What to do: The records below need retyping in full; give them again exactly.
────────────────────────────────────────
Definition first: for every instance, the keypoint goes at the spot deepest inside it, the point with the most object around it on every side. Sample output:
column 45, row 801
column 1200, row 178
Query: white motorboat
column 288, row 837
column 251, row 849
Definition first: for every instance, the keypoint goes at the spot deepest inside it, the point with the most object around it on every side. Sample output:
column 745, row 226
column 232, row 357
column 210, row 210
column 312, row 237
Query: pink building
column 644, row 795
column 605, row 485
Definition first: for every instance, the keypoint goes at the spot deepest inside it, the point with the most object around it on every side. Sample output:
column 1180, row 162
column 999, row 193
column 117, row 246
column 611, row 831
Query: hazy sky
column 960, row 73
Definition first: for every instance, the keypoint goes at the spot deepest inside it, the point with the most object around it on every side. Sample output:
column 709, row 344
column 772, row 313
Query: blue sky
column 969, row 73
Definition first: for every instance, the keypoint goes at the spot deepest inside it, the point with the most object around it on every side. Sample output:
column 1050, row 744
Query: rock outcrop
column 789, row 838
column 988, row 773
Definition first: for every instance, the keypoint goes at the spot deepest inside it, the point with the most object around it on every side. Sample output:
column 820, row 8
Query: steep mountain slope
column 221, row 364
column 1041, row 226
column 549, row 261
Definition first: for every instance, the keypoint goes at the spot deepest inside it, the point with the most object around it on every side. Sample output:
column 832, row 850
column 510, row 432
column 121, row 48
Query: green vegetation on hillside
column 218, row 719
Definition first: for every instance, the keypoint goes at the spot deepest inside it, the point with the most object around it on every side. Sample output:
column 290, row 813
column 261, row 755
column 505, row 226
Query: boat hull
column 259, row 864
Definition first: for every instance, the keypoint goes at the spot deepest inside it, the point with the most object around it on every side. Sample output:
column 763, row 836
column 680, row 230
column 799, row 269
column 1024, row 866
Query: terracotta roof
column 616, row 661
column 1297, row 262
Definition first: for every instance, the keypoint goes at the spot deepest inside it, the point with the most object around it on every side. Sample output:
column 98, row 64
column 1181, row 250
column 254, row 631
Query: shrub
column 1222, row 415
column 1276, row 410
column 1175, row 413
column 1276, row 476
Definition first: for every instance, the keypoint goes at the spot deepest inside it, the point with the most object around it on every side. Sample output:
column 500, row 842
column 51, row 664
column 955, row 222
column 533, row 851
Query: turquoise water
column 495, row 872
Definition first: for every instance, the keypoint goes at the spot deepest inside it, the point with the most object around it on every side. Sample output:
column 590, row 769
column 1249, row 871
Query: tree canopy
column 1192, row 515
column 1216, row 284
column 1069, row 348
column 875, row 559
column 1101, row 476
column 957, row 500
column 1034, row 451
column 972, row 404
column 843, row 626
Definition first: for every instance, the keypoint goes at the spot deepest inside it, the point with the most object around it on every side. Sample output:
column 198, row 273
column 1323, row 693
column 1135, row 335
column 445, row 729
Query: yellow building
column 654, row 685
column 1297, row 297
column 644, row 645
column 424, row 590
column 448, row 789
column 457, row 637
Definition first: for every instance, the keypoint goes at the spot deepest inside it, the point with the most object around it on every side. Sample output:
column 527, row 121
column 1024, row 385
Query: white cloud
────────────────────────────────────────
Result:
Definition first: for every instance, the keypoint goes at the spot deepest inside it, the point with the most object around it on every side. Sample output:
column 45, row 801
column 1200, row 178
Query: white motorboat
column 288, row 837
column 251, row 849
Definition first: for every instance, the keypoint goes at the spot deepest inside it, the point with the most object around it on every side. Sample output:
column 745, row 226
column 232, row 357
column 210, row 210
column 312, row 237
Query: pink building
column 644, row 795
column 605, row 485
Definition first: for every instance, the keypoint goes at the spot deepest inside it, the point with the most object around it on every side. Sample output:
column 1180, row 162
column 999, row 193
column 117, row 246
column 611, row 831
Query: hazy sky
column 960, row 73
Definition first: for every instance, the keypoint goes at the spot deepest inside it, the point with the most object around it on every side. Sample output:
column 709, row 344
column 772, row 313
Query: blue sky
column 969, row 73
Definition first: for every instance, the keypoint goes at the spot deepest inside it, the point with the most object around it on every side. Sample output:
column 1050, row 744
Query: rock outcrop
column 789, row 838
column 988, row 773
Definition first: for every instance, the keypoint goes at the spot deepest inside it, the point with the most object around it on every side. Sample output:
column 820, row 8
Query: steep mountain slope
column 221, row 364
column 1041, row 226
column 549, row 261
Definition first: for every instance, the keypoint goes at the spot deepest inside it, the point with the most object around it on every side. Sample output:
column 832, row 850
column 510, row 432
column 121, row 48
Query: green vegetation on hillside
column 218, row 719
Definition first: for every instance, the keypoint goes at the spot deepest inside it, the point with the most object around it on every side. Sample output:
column 290, row 813
column 261, row 755
column 505, row 226
Query: boat hull
column 259, row 864
Definition first: for every instance, the keypoint goes at the spot deepest inside it, the point with the most object around it on every side. Sample output:
column 763, row 836
column 680, row 230
column 799, row 269
column 1024, row 866
Query: terracotta roof
column 616, row 661
column 1297, row 262
Definition first: for every instance, the keypoint goes at the spot deepest inside it, the point with the most object around it on every side. Sample output:
column 98, row 64
column 1181, row 250
column 254, row 631
Query: shrub
column 1222, row 415
column 1276, row 410
column 1175, row 413
column 1276, row 476
Definition first: for every instance, the keypoint goes at the spot deepest inside it, the point with the most object around it on every side. Sample output:
column 500, row 842
column 51, row 664
column 955, row 222
column 533, row 851
Query: turquoise water
column 495, row 872
Definition first: for every instance, the keypoint goes at the spot deepest inside it, the point with the most object around it on every side. Sample output:
column 590, row 769
column 1249, row 871
Query: tree canopy
column 1192, row 515
column 1216, row 284
column 1069, row 348
column 875, row 559
column 1101, row 476
column 957, row 500
column 1034, row 451
column 972, row 404
column 843, row 626
Definition first: for every instance, the keypoint goes at the spot deepest inside it, the point with the most object around it on every side. Sample output:
column 198, row 273
column 1323, row 693
column 1135, row 335
column 445, row 729
Query: yellow building
column 654, row 685
column 1297, row 297
column 644, row 645
column 424, row 590
column 448, row 789
column 457, row 637
Definition first: for every instance, the keypoint goes at the spot deepest inside it, the point with the most object around it on every side. Sample output:
column 527, row 121
column 1024, row 385
Query: white cloud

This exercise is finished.